*Given instruction 1*.
Answer these questions from the mailing-list reply about SQL feature requests, one answer per line:
(a) Who sent the message?
(b) What was the first feature request Ben Tilly raised?
(c) Which draft document does the writer quote from?
*Given instruction 2*.
In the mailing-list reply about SQL feature requests, why does the writer say he may be reading the SQL:2003 draft wrong?

*Passage given*.

+++

Re: SQL feature requests - Mailing list pgsql-hackers

From Michael Glaesemann
Subject Re: SQL feature requests
Date
Msg-id 24DD5FCF-8A34-476D-8ECD-AD32D4B0E721@seespotcode.net
Whole thread Raw
In response to Re: SQL feature requests  ("Ben Tilly" <btilly@gmail.com>)
Responses Re: SQL feature requests  (Tom Lane <tgl@sss.pgh.pa.us>)
Re: SQL feature requests  ("Ben Tilly" <btilly@gmail.com>)
List pgsql-hackers
On Aug 22, 2007, at 20:36 , Ben Tilly wrote:

> On 8/22/07, Michael Glaesemann <grzm@seespotcode.net> wrote:
>>
>> On Aug 22, 2007, at 18:45 , Ben Tilly wrote:
>>
>>> 1. Just a minor annoyance, but why must subqueries in FROM clauses
>>> have an alias?
>>
>> It's required by the SQL standard, AIUI. I wonder what EnterpriseDB
>> does?
>
> I can well believe that the standard says that you must accept
> subqueries with aliases.  But does it say you must reject subqueries
> without aliases?  I strongly doubt that.

If I'm reading my draft copy of the SQL:2003 spec right (and there's
a good chance that I'm not, as it's not the easiest document for me
to parse), aliases *are* required.
From 5WD-02-Foundation-2003-09 (the fifth working draft)

+++

*Data provided*.

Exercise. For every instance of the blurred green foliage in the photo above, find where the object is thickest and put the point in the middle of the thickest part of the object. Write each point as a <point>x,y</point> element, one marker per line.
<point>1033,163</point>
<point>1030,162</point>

+++

*Right answer 1*.
(a) Michael Glaesemann
(b) Why subqueries in FROM clauses must have an alias
(c) 5WD-02-Foundation-2003-09, the fifth working draft of the SQL:2003 spec

*Right answer 2*.
He says the spec is not an easy document for him to parse, so there is a good chance he is misreading it. On his reading, aliases are required.